* [Requisiti]
Rispondi a ciascun punto usando l'articolo sui Forconi.
1. In quale città i negozianti hanno chiuso le saracinesche per paura dei tafferugli?
2. In quale regione è nato il movimento dei Forconi?
3. Di quale ministro Marcello Longo ha chiesto le dimissioni?

* [Estratto del documento]
------------------------

ROMA – In un lungo lunedì che ha conosciuto momenti di ordinaria follia il logo dei Forconi è riuscito a imporsi lungo tutta la penisola come un franchising del disagio e della collera.
Alle varie manifestazioni che si sono tenute in tante città italiane con le forme più varie (blocchi stradali e ferroviari più o meno temporanei, cortei, volantinaggi, presidi) hanno partecipato padroncini dei Tir, ambulanti, cassaintegrati, studenti e disoccupati. È capitato persino che a Brindisi la protesta abbia incontrato il favore attivo dei commercianti mentre a Torino sono stati proprio i negozianti a chiudere le saracinesche per paura dei tafferugli scatenati dai manifestanti.
Scrive Dario Di Vico sul Corriere della Sera:
del resto l’obiettivo dei Forconi, movimento nato in Sicilia, era proprio questo: dare voce ai soggetti sociali più disparati vittime della recessione e privi di una rappresentanza stabile. A Bologna la protesta si è indirizzata direttamente contro Equitalia, ad Ancona contro la sede Rai e in Sicilia ha partecipato ai cortei anche l’Associazione pro stamina. A Perugia si è sfilato contro l’austerità e a Genova si sono sentiti slogan contro le privatizzazioni. Il motivo scatenante della protesta — la legge di Stabilità che colpirebbe i piccoli autotrasportatori — è passato decisamente in secondo piano in una giornata in cui Marcello Longo, leader di Trasportounito, ha emesso una raffica di comunicati un po’ su tutto: ha denunciato che i suoi erano stati manganellati, ha messo in guardia minacciosamente il premier Enrico Letta, ha chiesto le dimissioni del ministro Maurizio Lupi e, infine, ha incitato i manifestanti a proseguire nella lotta.

------------------------

* [Insieme di dati]
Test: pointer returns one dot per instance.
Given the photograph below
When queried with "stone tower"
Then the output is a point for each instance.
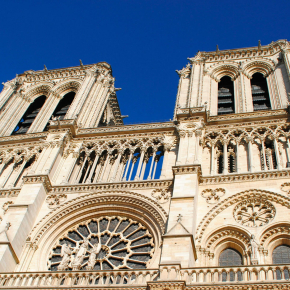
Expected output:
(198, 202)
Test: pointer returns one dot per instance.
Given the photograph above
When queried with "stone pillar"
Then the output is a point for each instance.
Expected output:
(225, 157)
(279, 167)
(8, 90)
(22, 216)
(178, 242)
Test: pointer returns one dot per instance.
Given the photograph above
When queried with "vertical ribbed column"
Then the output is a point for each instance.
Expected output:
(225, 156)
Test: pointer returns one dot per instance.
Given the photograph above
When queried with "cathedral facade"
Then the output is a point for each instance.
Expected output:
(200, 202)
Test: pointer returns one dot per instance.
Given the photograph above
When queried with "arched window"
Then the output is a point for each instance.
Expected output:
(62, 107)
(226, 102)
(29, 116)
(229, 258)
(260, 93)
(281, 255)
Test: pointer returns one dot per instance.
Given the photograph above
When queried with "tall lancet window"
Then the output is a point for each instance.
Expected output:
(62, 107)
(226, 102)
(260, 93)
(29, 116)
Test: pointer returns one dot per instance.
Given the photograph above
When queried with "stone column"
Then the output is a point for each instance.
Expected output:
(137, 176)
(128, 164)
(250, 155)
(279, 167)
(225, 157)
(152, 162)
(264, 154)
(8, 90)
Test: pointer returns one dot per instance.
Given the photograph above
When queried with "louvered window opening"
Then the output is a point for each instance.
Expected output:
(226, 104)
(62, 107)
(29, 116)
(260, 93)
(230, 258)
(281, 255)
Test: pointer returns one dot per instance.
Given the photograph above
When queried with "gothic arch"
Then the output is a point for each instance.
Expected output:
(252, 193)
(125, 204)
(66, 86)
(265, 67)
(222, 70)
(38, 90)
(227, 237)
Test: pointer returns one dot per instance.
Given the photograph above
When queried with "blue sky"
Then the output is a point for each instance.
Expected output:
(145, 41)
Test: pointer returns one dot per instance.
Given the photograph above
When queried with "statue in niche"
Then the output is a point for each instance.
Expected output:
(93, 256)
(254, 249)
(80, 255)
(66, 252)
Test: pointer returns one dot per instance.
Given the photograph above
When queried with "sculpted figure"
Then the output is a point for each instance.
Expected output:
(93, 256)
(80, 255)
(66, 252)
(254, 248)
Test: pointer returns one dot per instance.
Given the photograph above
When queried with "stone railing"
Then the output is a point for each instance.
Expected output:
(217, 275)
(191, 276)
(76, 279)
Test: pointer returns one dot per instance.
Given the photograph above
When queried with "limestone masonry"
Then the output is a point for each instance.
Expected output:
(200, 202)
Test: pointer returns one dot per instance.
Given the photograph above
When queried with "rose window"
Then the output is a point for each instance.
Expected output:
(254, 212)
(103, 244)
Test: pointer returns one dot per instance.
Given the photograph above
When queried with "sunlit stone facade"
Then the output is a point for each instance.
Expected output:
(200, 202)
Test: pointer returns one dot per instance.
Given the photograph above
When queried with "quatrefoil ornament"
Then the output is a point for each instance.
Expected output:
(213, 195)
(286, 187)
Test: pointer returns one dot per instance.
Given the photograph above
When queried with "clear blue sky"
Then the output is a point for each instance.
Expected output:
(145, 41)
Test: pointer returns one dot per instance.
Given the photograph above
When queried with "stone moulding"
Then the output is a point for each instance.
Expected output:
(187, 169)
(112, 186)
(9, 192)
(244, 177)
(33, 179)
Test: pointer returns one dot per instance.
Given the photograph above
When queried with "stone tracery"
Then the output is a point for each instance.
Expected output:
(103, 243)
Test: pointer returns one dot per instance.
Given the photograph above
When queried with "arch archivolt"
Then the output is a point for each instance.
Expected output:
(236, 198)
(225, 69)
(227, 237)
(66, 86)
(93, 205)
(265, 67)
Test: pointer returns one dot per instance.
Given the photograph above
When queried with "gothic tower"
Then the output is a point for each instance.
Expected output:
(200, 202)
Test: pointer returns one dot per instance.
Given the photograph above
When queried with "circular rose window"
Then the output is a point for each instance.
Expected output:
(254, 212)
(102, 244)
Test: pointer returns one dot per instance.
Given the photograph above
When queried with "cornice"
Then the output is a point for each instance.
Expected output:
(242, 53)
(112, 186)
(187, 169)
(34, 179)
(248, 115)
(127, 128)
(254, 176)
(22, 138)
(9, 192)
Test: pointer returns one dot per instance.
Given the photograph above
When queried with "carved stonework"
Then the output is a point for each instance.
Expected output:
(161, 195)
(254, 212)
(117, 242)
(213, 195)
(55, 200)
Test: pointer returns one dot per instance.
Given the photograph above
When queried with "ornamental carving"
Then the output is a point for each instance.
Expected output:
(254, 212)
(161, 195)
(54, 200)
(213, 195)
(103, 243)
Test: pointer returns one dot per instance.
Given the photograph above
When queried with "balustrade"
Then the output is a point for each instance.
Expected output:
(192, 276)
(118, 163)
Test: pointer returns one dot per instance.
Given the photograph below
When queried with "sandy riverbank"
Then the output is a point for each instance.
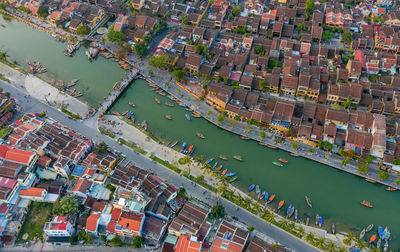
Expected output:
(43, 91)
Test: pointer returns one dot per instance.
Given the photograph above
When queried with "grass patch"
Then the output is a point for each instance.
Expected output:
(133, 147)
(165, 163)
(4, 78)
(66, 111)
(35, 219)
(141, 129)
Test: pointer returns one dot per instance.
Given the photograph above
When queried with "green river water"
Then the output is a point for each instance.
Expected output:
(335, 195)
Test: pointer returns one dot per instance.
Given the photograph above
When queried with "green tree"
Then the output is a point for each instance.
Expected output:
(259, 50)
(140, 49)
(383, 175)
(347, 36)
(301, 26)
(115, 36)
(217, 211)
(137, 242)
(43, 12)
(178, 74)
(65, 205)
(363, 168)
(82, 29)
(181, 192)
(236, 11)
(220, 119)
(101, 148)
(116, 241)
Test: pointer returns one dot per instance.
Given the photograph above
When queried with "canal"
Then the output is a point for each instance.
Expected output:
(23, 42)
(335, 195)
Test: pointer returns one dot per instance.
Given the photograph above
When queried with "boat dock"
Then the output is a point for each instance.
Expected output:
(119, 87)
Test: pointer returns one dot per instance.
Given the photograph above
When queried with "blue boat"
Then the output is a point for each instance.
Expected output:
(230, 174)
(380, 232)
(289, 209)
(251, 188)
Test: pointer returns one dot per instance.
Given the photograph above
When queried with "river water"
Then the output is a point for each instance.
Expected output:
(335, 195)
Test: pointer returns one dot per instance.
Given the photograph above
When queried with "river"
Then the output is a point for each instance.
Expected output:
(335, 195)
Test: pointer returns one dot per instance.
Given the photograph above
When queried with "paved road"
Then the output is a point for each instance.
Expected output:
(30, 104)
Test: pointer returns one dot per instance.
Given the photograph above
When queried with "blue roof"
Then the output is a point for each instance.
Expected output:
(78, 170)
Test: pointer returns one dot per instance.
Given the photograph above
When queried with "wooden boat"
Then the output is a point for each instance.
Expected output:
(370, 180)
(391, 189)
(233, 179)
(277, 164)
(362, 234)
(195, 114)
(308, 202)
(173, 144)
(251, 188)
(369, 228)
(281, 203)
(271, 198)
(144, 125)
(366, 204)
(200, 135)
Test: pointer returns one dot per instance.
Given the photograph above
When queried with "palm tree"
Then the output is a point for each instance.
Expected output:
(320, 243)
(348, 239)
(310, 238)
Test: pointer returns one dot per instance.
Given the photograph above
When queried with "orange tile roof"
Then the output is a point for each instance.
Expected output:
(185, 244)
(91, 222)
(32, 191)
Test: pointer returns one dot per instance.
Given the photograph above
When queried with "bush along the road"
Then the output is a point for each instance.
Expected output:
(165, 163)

------------------------

* [Soluzione proposta]
1. A Torino.
2. In Sicilia.
3. Di Maurizio Lupi.